# [What the task requires]
Gather every line of the material below that contains the word "blurred", and copy each one out in full.

--- Recorded information ---

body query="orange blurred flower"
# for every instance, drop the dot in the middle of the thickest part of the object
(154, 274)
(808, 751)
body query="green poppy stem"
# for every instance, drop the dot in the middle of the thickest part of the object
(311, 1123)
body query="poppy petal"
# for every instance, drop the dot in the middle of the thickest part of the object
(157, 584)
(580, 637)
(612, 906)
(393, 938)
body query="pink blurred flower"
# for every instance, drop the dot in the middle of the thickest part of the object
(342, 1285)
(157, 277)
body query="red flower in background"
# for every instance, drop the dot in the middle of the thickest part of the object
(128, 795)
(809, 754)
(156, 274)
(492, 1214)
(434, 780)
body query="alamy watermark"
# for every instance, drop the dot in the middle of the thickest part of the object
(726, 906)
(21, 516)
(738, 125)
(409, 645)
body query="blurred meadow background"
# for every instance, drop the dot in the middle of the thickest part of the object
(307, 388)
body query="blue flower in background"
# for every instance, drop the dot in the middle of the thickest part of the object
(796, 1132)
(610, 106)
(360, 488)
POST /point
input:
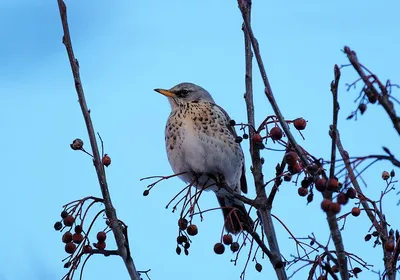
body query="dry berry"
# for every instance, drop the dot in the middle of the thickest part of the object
(219, 248)
(192, 230)
(342, 199)
(351, 193)
(291, 158)
(334, 207)
(106, 160)
(300, 123)
(258, 267)
(58, 226)
(355, 211)
(276, 133)
(389, 246)
(70, 248)
(77, 238)
(227, 239)
(78, 229)
(69, 220)
(101, 245)
(235, 247)
(325, 204)
(320, 185)
(182, 223)
(385, 175)
(77, 144)
(101, 236)
(333, 184)
(87, 249)
(257, 138)
(67, 237)
(302, 191)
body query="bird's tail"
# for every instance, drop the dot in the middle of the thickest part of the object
(235, 214)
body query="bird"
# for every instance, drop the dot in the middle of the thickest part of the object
(203, 148)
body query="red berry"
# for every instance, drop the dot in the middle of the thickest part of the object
(227, 239)
(101, 236)
(291, 158)
(70, 248)
(320, 185)
(302, 191)
(257, 138)
(106, 160)
(355, 211)
(334, 207)
(87, 249)
(77, 238)
(276, 133)
(219, 248)
(101, 245)
(67, 237)
(325, 204)
(192, 230)
(300, 123)
(389, 246)
(342, 199)
(69, 221)
(182, 223)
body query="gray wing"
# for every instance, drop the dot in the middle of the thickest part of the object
(243, 181)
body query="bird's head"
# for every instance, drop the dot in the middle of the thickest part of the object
(184, 93)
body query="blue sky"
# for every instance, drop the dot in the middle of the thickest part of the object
(127, 48)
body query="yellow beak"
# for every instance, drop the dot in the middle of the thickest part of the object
(165, 92)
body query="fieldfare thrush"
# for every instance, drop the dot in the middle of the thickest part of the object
(201, 143)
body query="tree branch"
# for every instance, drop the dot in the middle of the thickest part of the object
(123, 246)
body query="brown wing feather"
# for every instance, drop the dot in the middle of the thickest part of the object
(243, 181)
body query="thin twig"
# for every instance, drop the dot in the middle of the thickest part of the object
(110, 210)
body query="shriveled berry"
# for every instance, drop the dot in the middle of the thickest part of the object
(106, 160)
(69, 221)
(258, 267)
(389, 246)
(58, 226)
(77, 238)
(67, 237)
(385, 175)
(235, 247)
(320, 185)
(77, 144)
(227, 239)
(192, 230)
(257, 138)
(302, 191)
(276, 133)
(355, 211)
(300, 123)
(101, 236)
(219, 248)
(238, 139)
(334, 207)
(291, 158)
(362, 107)
(87, 249)
(182, 223)
(101, 245)
(78, 229)
(351, 193)
(70, 248)
(333, 184)
(325, 204)
(342, 199)
(64, 214)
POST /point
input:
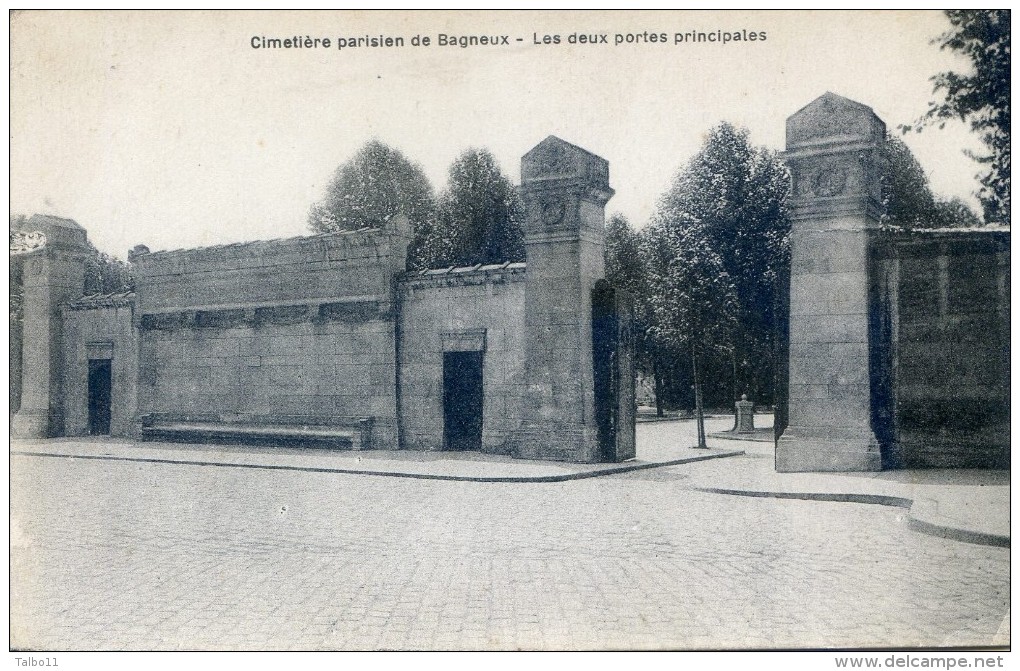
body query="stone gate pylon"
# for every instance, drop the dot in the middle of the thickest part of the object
(53, 273)
(832, 154)
(565, 190)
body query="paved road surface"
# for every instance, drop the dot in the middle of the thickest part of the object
(116, 555)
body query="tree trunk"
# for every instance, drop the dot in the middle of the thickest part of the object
(735, 396)
(658, 389)
(699, 408)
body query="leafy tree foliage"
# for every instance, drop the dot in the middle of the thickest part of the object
(478, 217)
(371, 188)
(693, 298)
(736, 194)
(980, 98)
(907, 197)
(105, 273)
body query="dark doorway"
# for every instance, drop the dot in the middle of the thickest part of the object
(99, 397)
(462, 399)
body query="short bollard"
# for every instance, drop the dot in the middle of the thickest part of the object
(745, 415)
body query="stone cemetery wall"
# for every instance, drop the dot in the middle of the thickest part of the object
(298, 330)
(951, 343)
(461, 310)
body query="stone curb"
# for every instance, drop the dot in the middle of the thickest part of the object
(914, 522)
(421, 476)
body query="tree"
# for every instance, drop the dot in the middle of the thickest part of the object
(692, 296)
(105, 273)
(980, 98)
(907, 198)
(737, 194)
(371, 188)
(954, 213)
(478, 217)
(625, 269)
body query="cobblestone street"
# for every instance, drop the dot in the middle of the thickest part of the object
(118, 555)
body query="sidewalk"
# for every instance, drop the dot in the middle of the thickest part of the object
(469, 466)
(971, 506)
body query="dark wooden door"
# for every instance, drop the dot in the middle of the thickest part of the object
(462, 400)
(99, 397)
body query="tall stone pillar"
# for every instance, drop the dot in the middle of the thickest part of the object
(53, 252)
(565, 190)
(832, 153)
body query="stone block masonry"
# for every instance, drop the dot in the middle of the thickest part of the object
(462, 310)
(298, 331)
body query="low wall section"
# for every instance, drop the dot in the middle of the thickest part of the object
(298, 331)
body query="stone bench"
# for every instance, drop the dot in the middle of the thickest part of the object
(355, 432)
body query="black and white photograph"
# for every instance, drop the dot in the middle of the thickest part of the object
(573, 330)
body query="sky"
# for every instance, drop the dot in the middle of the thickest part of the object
(170, 130)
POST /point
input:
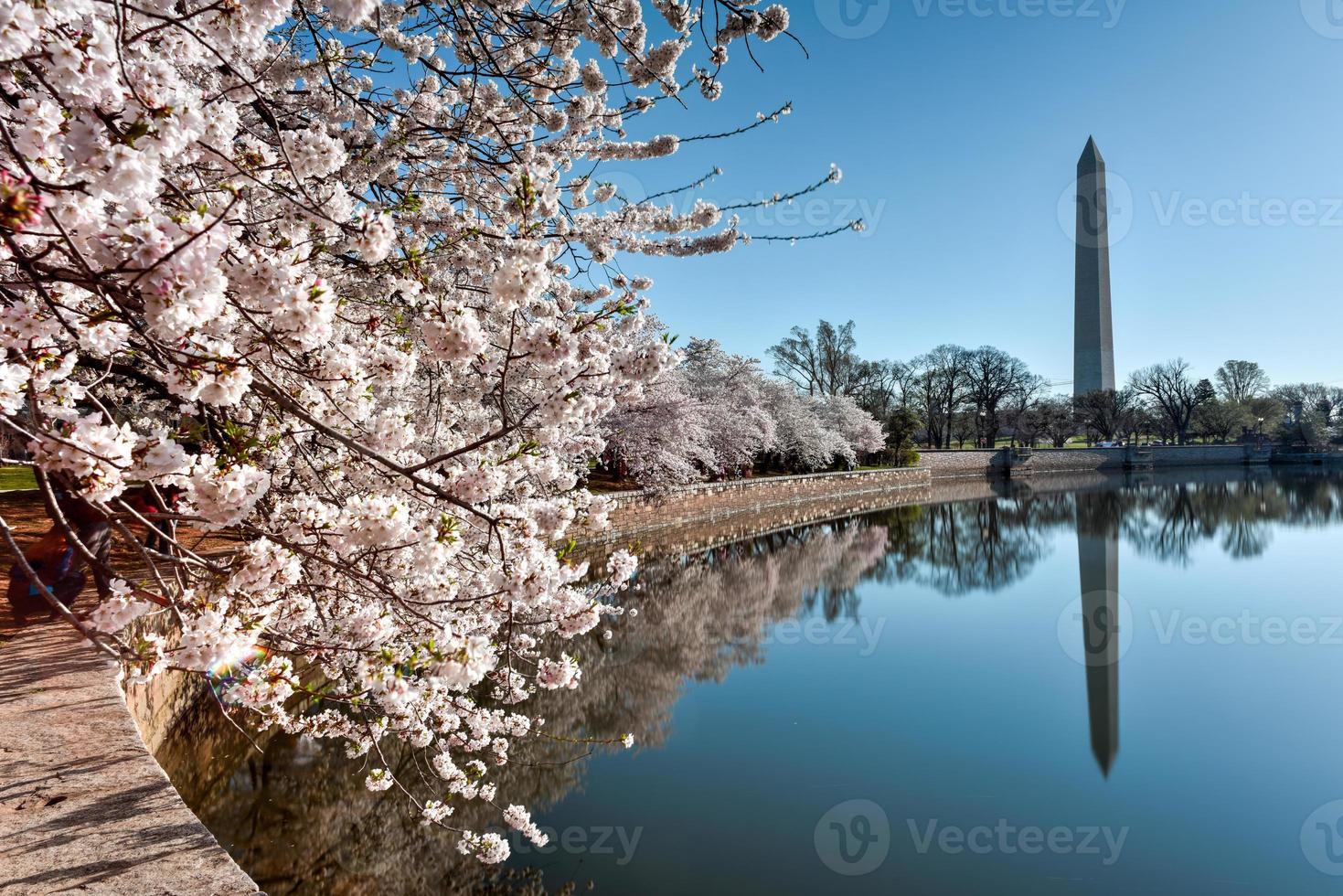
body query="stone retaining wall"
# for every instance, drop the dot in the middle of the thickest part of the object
(83, 807)
(1002, 463)
(692, 516)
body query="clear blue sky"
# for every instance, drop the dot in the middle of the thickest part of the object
(961, 134)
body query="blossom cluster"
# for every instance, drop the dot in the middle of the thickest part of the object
(348, 325)
(718, 414)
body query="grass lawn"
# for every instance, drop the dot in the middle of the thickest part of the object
(14, 478)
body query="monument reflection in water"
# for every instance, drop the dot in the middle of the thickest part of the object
(1099, 515)
(915, 658)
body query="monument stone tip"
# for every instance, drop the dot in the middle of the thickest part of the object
(1091, 155)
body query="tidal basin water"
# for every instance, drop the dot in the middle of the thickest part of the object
(1127, 687)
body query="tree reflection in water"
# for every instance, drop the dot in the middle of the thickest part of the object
(698, 618)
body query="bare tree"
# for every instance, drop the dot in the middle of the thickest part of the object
(993, 377)
(825, 364)
(1107, 412)
(1221, 421)
(1053, 418)
(1173, 392)
(941, 386)
(1239, 382)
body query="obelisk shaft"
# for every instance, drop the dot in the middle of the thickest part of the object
(1093, 338)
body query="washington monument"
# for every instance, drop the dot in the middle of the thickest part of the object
(1093, 340)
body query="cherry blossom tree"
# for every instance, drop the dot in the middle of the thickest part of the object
(718, 414)
(340, 286)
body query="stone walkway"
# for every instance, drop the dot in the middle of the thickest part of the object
(83, 806)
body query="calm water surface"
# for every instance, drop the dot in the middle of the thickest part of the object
(1125, 688)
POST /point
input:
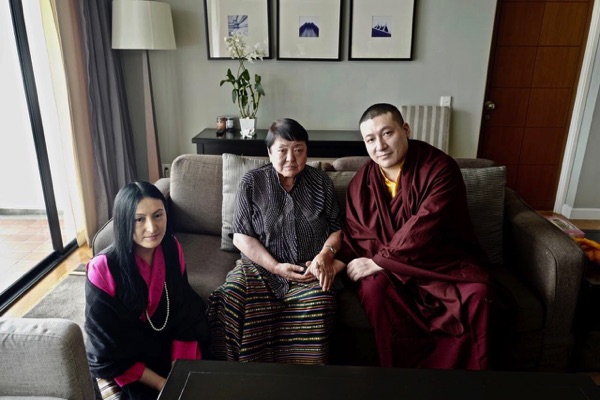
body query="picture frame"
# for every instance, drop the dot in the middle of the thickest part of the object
(381, 29)
(309, 30)
(251, 18)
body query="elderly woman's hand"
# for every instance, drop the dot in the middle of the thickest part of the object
(292, 272)
(322, 267)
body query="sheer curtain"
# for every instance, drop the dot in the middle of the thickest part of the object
(102, 135)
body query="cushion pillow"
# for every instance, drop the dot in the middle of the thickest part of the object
(485, 197)
(234, 167)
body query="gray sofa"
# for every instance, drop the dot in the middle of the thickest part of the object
(43, 358)
(537, 269)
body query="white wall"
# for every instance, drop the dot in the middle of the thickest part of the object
(450, 57)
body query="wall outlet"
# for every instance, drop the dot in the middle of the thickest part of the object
(166, 170)
(446, 101)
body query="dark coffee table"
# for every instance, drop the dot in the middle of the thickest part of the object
(230, 380)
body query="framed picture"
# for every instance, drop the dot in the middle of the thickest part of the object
(381, 29)
(250, 18)
(309, 30)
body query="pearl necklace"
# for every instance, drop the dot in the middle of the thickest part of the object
(166, 318)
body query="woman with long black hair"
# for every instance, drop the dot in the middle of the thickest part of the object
(141, 312)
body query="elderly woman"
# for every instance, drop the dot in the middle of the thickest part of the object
(277, 304)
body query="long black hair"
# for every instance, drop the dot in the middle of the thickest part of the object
(133, 291)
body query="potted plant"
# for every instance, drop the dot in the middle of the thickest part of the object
(246, 93)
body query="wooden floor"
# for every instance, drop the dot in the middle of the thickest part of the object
(80, 255)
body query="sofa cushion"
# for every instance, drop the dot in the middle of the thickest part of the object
(196, 188)
(234, 168)
(341, 179)
(207, 265)
(485, 197)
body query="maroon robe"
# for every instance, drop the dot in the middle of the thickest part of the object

---

# [Problem solution]
body query="orange blurred flower"
body query="pink blurred flower"
body query="blurred meadow background"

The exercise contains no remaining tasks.